## PROBLEM STATEMENT
Copy the listing below line for line, starting at its first line and ending with the line that has "323L0 329L2 356L17" in it. Add nothing.

MATERIALS PROVIDED below:

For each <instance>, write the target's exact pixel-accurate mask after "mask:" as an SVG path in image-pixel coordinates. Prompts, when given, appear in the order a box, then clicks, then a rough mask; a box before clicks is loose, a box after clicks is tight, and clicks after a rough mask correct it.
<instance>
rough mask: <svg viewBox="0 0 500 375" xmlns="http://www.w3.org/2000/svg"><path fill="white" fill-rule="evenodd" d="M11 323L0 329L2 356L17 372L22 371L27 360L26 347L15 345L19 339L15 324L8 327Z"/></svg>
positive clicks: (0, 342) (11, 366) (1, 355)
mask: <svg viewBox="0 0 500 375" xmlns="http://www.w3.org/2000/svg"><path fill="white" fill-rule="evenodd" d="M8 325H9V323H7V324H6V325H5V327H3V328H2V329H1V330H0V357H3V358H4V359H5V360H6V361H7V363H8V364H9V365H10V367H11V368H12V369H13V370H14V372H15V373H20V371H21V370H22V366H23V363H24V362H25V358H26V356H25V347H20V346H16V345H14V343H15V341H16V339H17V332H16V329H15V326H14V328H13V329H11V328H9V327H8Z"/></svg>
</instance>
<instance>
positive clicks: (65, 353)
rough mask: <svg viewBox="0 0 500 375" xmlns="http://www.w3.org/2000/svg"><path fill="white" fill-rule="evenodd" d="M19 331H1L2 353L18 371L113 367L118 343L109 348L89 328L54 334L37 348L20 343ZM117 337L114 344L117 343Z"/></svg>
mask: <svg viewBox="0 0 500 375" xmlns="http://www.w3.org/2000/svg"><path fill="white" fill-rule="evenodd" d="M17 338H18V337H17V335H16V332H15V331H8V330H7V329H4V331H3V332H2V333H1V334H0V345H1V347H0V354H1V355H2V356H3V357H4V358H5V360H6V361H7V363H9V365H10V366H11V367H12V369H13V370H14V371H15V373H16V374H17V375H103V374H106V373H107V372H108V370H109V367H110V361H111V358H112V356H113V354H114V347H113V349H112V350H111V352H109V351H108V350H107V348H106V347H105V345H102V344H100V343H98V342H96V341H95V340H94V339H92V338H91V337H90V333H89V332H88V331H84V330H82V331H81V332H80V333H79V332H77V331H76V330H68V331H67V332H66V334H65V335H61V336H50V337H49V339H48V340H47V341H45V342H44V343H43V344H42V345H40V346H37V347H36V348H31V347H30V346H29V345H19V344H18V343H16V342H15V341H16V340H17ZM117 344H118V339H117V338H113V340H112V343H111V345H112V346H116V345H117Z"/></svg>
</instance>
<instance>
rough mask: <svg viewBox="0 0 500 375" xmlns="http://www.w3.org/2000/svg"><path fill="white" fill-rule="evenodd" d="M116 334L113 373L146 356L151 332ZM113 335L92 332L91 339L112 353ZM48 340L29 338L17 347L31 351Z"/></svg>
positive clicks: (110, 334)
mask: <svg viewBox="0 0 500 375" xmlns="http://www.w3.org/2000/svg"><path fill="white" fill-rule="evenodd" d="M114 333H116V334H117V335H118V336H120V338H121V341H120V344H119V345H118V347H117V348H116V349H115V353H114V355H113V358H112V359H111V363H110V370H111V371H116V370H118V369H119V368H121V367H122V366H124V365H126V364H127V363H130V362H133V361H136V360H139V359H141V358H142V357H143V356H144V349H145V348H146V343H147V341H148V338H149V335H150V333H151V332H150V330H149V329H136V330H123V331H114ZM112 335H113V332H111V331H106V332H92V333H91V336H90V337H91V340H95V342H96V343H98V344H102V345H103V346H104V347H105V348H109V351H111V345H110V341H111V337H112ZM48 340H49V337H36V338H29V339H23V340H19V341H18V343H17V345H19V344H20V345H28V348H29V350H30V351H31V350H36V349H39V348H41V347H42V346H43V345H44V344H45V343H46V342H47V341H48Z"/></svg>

End of MATERIALS PROVIDED.

## RESPONSE BELOW
For each <instance>, write the target's exact pixel-accurate mask after "mask:" as an SVG path in image-pixel coordinates. Prompts, when given, appear in the order a box, then clicks, then a rough mask; a box before clicks is loose, a box after clicks is tight, and clicks after a rough mask correct it.
<instance>
rough mask: <svg viewBox="0 0 500 375" xmlns="http://www.w3.org/2000/svg"><path fill="white" fill-rule="evenodd" d="M11 323L0 329L2 356L17 372L22 371L27 360L26 347L15 345L19 339L15 324L8 327Z"/></svg>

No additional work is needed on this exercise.